[Entries provided]

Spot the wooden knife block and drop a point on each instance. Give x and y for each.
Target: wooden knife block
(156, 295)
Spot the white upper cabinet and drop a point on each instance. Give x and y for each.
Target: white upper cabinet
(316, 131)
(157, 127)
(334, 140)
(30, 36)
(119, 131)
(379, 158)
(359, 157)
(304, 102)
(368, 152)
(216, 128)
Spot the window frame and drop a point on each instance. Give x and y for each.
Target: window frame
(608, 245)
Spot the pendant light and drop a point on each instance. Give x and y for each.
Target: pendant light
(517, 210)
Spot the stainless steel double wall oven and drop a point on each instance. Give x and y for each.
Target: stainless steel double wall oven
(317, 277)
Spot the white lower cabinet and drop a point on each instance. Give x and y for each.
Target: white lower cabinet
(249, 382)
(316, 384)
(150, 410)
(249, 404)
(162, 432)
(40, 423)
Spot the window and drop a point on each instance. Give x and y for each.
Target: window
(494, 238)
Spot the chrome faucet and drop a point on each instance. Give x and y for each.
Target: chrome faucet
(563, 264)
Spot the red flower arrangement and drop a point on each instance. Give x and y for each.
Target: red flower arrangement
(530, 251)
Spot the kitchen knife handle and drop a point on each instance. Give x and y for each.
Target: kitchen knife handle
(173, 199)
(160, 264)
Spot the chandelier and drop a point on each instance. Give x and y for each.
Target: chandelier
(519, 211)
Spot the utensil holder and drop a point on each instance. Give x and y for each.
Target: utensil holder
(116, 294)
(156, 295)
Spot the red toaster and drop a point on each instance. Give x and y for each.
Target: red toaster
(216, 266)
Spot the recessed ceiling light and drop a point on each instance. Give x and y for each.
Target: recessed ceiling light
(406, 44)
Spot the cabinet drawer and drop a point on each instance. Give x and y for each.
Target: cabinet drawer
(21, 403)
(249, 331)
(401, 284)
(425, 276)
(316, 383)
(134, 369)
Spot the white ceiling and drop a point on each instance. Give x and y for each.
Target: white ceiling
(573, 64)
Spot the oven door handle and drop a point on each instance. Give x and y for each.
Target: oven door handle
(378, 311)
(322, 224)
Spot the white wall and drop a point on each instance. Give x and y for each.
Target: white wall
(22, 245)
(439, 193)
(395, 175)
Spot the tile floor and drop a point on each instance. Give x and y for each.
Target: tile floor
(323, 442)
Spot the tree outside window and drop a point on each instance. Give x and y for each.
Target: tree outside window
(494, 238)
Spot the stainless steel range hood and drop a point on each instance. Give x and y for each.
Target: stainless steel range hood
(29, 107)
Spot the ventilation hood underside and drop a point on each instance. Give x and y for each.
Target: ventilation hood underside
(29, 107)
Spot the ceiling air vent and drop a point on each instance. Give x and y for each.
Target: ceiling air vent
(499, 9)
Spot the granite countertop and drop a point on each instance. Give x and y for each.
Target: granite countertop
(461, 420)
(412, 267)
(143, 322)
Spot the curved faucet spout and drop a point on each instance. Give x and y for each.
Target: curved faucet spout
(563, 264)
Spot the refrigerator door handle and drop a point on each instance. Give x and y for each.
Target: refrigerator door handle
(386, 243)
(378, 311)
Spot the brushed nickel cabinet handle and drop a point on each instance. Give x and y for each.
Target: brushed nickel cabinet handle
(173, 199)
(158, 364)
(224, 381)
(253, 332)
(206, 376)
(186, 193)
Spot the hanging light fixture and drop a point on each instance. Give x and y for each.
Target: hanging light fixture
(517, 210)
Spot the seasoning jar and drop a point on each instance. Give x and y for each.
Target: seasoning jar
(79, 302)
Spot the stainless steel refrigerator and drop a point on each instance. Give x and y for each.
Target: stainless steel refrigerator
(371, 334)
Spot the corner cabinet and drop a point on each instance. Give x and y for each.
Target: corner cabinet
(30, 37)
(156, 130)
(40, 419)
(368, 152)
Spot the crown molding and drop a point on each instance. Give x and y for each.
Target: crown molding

[/Entries provided]

> **Activity**:
Copy out every line above where "molding" is present.

> **Solution to this problem**:
Spot the crown molding and drop a point on each instance. Give x and y for each.
Target: crown molding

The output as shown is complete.